◆ **INFORMATION SHOWN**

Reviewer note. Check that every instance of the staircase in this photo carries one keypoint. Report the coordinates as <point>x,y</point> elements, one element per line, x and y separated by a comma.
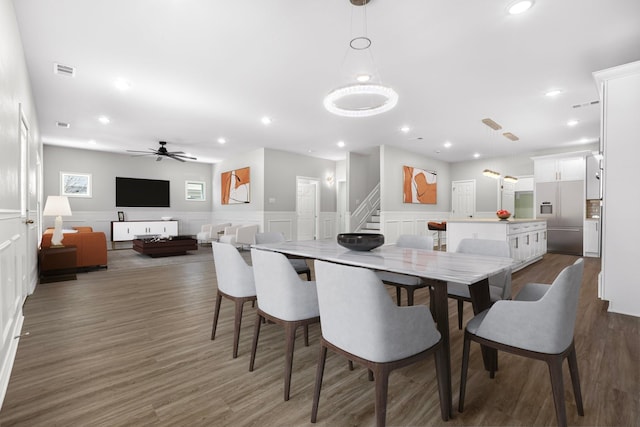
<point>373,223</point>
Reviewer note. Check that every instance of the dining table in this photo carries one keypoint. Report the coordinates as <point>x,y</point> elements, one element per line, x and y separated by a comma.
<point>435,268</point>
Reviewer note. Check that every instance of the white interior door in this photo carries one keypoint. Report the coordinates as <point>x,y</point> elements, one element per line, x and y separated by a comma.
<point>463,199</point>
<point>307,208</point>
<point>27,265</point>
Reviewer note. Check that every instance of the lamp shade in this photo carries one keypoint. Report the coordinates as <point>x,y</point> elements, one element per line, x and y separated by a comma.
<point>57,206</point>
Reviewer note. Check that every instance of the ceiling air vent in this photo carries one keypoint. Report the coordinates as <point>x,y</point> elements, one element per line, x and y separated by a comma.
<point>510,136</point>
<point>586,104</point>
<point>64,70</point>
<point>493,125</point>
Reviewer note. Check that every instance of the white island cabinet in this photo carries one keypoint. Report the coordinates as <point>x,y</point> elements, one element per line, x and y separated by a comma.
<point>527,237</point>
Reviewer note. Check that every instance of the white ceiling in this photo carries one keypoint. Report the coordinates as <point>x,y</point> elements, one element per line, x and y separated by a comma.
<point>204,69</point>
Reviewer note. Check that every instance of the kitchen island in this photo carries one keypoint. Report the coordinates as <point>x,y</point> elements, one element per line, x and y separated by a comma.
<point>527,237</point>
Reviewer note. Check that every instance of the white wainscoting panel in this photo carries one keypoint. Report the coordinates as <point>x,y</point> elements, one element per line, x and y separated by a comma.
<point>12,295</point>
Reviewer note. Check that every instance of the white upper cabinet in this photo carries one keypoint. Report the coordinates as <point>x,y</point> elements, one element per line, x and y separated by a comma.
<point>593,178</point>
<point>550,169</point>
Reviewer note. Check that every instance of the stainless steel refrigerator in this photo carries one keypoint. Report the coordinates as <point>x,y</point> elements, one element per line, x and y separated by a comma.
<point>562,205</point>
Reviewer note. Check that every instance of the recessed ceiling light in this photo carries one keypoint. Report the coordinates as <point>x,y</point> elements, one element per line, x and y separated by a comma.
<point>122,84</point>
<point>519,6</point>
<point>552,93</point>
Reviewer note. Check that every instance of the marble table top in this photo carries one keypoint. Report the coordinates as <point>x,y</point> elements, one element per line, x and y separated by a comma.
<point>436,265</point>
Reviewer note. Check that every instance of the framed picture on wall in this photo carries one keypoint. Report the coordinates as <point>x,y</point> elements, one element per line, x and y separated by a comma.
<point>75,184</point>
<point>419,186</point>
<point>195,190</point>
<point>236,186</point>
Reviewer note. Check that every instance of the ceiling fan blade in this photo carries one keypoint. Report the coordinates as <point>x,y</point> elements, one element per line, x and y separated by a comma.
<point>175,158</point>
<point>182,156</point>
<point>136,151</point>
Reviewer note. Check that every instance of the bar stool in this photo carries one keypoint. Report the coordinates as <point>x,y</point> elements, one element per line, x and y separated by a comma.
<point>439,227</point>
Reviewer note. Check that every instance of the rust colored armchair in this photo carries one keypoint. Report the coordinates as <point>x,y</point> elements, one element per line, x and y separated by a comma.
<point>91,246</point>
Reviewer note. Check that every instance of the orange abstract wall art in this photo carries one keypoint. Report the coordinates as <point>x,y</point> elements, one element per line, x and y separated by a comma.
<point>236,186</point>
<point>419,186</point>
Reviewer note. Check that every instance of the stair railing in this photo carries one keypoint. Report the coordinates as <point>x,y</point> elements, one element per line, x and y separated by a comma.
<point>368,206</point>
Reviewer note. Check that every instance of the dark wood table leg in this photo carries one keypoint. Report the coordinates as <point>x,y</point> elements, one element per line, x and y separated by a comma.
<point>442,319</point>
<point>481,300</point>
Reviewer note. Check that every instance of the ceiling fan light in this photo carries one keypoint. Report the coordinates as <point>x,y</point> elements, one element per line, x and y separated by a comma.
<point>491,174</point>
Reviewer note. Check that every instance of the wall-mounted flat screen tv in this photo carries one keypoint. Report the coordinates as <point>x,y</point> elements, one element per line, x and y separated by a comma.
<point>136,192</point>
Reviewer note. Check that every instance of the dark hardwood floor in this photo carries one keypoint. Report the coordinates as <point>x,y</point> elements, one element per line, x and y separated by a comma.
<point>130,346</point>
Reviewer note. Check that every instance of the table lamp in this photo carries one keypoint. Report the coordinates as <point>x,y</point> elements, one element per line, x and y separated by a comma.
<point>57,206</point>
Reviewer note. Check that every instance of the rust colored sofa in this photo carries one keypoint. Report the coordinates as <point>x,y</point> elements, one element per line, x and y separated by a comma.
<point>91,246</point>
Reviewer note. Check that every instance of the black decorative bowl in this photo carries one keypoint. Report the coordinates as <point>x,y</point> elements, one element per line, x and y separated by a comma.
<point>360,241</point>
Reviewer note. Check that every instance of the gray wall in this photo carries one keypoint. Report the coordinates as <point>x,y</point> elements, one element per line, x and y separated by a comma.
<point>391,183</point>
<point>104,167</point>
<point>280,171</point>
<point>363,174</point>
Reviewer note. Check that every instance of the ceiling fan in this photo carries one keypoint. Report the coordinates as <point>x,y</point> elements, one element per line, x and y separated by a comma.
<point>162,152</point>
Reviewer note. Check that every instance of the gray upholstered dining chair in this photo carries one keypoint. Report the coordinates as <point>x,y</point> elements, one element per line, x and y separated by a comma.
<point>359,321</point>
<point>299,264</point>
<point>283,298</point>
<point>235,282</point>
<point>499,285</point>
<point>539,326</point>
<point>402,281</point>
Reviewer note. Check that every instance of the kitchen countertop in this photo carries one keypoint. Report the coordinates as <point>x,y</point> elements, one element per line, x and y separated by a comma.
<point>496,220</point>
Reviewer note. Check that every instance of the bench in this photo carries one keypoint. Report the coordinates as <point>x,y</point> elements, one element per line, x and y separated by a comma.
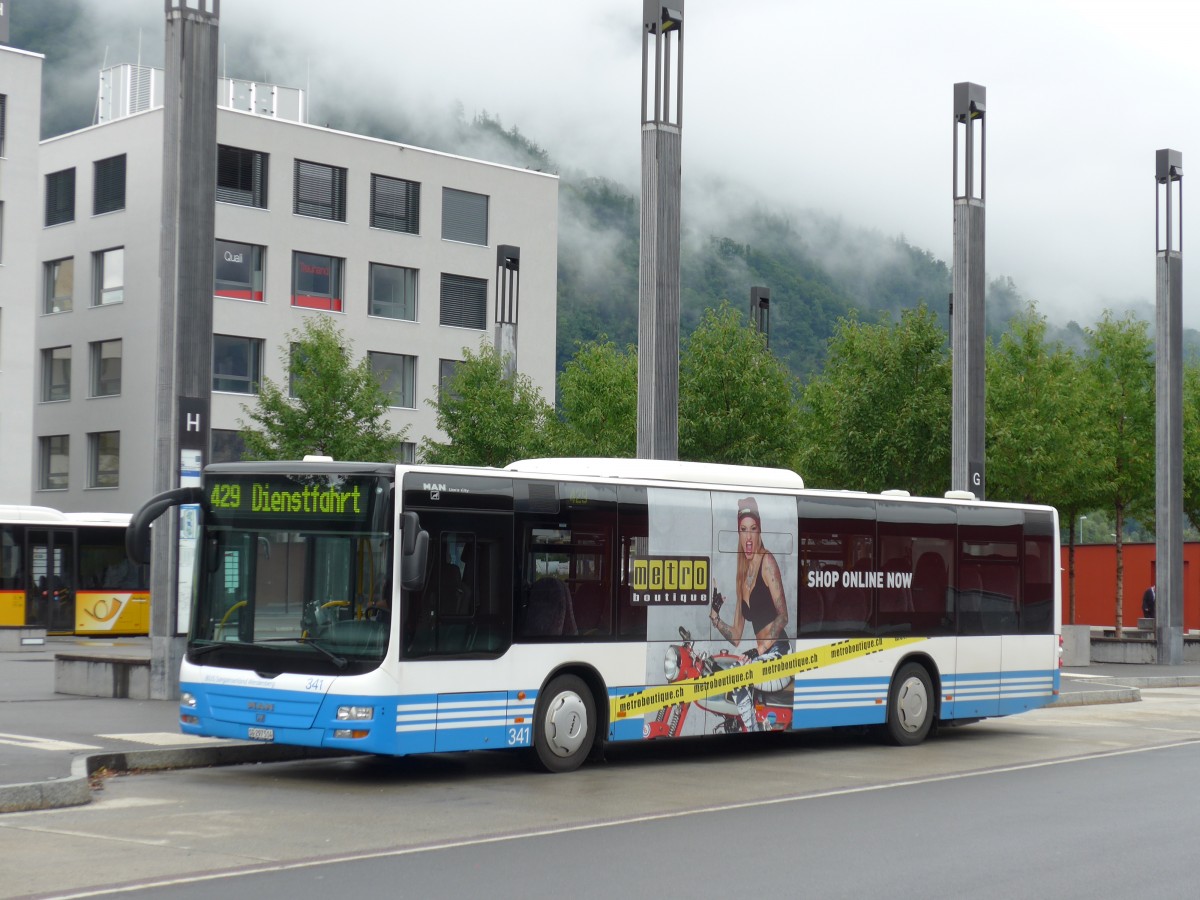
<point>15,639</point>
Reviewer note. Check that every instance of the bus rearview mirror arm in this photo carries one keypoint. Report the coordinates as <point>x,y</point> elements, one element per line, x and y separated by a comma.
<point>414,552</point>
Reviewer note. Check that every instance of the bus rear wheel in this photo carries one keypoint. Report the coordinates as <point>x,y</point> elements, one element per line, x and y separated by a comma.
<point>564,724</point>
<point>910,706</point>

◆ **STATED PROBLEM**
Copy out all of the entries above word for word, leaving out the pictures.

◆ **SOLVED PROBLEM**
Reviewer note. Check that every instance of the staircase in this photo carries one keypoint. Report the coordinates as <point>x,y</point> elements, one element per line, x and y separated by a comma.
<point>373,223</point>
Reviewer note. Check that every instance of the dining table in this photo carries one keypoint. Report the coordinates as <point>x,y</point> elements, one element per line, x and y separated by a comma.
<point>435,268</point>
Reviewer note. Check that every instance of the white interior door in this photo carries one keypoint. Report the coordinates as <point>x,y</point> elements, one element per line, x and y separated by a comma.
<point>463,199</point>
<point>307,208</point>
<point>27,265</point>
Reviewer note. Check that every instance of the lamp shade in this photo carries one keypoint. Report the coordinates as <point>x,y</point> elements, one element per line, x and y separated by a comma.
<point>57,206</point>
Reviewer note. Check that every instance of the ceiling air vent in this photo carries one keypoint. Report the coordinates as <point>x,y</point> elements, one element per line, x and y separated by a comma.
<point>510,136</point>
<point>586,104</point>
<point>64,70</point>
<point>493,125</point>
Reviewer note. Check that every instance of the white island cabinet in this photo carries one keypoint. Report the coordinates as <point>x,y</point> elements, one element per line, x and y separated by a comma.
<point>527,237</point>
Reviewer note. Check that every instance of the white ceiling in this photo carries one keypoint. Report the coordinates as <point>x,y</point> elements, one element per line, x and y separated by a comma.
<point>204,69</point>
Reviewer note. Check that every instance of the kitchen island in this photo carries one keypoint. Report the coordinates as <point>x,y</point> elements, one element per line, x and y separated by a comma.
<point>527,237</point>
Reviewer note. Check that every instance of the white wainscoting panel in this photo carries one keypoint. Report the coordinates as <point>x,y</point> elements, one element per line, x and y separated by a comma.
<point>12,295</point>
Reviewer note. Check that every instance of the white upper cabinet in this photo carries one keypoint. Report the coordinates as <point>x,y</point> elements, one element per line, x and y separated by a comma.
<point>593,178</point>
<point>550,169</point>
Reviewer note. Check that every instance of the stainless steel refrigerator in this photo carries one keypoint. Report the coordinates as <point>x,y</point> elements, one element per line, x and y separated by a comma.
<point>562,205</point>
Reviewer note. Check that every instance of the recessed ceiling light in this photo carries one keypoint. Report the coordinates as <point>x,y</point> elements, one element per line, x and y separated by a comma.
<point>122,84</point>
<point>519,6</point>
<point>552,93</point>
Reviewer note. Check that every instance of the marble table top in this photo carries one keypoint. Report the coordinates as <point>x,y</point> elements, one element per line, x and y separated by a comma.
<point>436,265</point>
Reviewer note. Check that every instance of the framed picture on wall in this photo carries one keypoint. Report the coordinates as <point>x,y</point> elements, one element per line, x and y separated by a comma.
<point>75,184</point>
<point>419,186</point>
<point>195,190</point>
<point>236,186</point>
Reviewer note. Check that every instance of the ceiling fan blade in this photo carries one keypoint. Report the coordinates as <point>x,y</point> elements, one element per line, x and y separated by a comma.
<point>175,158</point>
<point>182,156</point>
<point>136,151</point>
Reviewer note. Check that every instance of the bar stool in this photo carries one keypoint. Report the coordinates as <point>x,y</point> elements, one element per line, x and y separated by a comma.
<point>439,227</point>
Reviewer note. Check that every instance of the rust colored armchair in this photo carries one keypoint. Report the coordinates as <point>x,y</point> elements, one element per line, x and y separated by a comma.
<point>91,246</point>
Reviewer note. Check that every instance of the orange abstract wall art in this photo carries one keypoint. Report the coordinates as <point>x,y</point> elements, one element per line, x and y separated by a comma.
<point>236,186</point>
<point>419,186</point>
Reviewer note. Check that every instance of the stair railing in this photo carries one keypoint. Report the coordinates as <point>x,y</point> elements, one element per line, x and y separated by a comma.
<point>368,206</point>
Reviewer note. Check that every instance of the dark wood table leg in this photo carries one keypoint. Report the coordinates as <point>x,y</point> elements, one element per line, x and y separated by a comma.
<point>442,319</point>
<point>481,300</point>
Reviewer note. Check that every instance of the ceiling fan light in this photo carries one keypoint. Report the coordinates as <point>x,y</point> elements, one element per line, x and y separated by a comma.
<point>491,174</point>
Reviewer note. Check that every instance of the wall-mounted flat screen tv in this photo carries one keypoint. Report the coordinates as <point>x,y</point> elements, one element per line, x and y separated by a comma.
<point>136,192</point>
Reviewer note. Check that every instance of the dark hardwood floor in this photo carries one keypoint. Report the coordinates as <point>x,y</point> elements, one element per line, x and y separated by a comma.
<point>130,346</point>
Reviewer note. Check that every instance of the table lamp in this photo carries one keypoint. Report the coordinates as <point>x,y</point> elements, one element per line, x and y separated by a comma.
<point>57,206</point>
Reviewer note. Check that every instance of the rust colored sofa in this photo carries one keypoint. Report the coordinates as <point>x,y</point> elements, one element per line, x and y separated by a comma.
<point>91,246</point>
Reviewer note. Check that every instance of the black decorative bowl in this photo carries one keypoint. Report the coordinates as <point>x,y</point> elements, one element per line, x and y separated by a comma.
<point>360,241</point>
Reviewer note. Check that every instance of the gray wall in this photo carries one keypoint. Report the coordinates as <point>x,y</point> elements, one element per line, x and y separated by a comma.
<point>391,183</point>
<point>104,167</point>
<point>280,171</point>
<point>363,174</point>
Reviewer note. Check that every instance of the ceiling fan in this photo carries one keypoint. Report the coordinates as <point>x,y</point> elements, one element per line, x and y separated by a comma.
<point>162,152</point>
Reviewer note. Check that every instance of the gray upholstered dining chair in this photo carries one keypoint. Report the coordinates as <point>x,y</point> elements, one element per line, x and y separated by a comma.
<point>359,321</point>
<point>299,264</point>
<point>283,298</point>
<point>235,282</point>
<point>499,285</point>
<point>539,326</point>
<point>402,281</point>
Reviewer note. Check that every instance of the kitchen countertop in this photo carries one keypoint. Report the coordinates as <point>x,y</point> elements, one element per line, x and y separated by a comma.
<point>496,220</point>
Reviewer note. Check that every instance of the bench in this photo carries one keypoint. Report the coordinates as <point>x,y</point> elements, one element per line, x and y separated by a comma.
<point>15,639</point>
Reviewer note. Check that every instance of the bus rearview mirror arm in this photo carries one keypoint. Report the coordinates as <point>x,y</point> elements, one element per line, x and y separated by a comma.
<point>414,552</point>
Reviewer note. Check that every instance of the bus rear wheel in this photo carries one keypoint. Report the coordinates as <point>x,y</point> elements, one element per line, x and y separated by a comma.
<point>564,724</point>
<point>910,706</point>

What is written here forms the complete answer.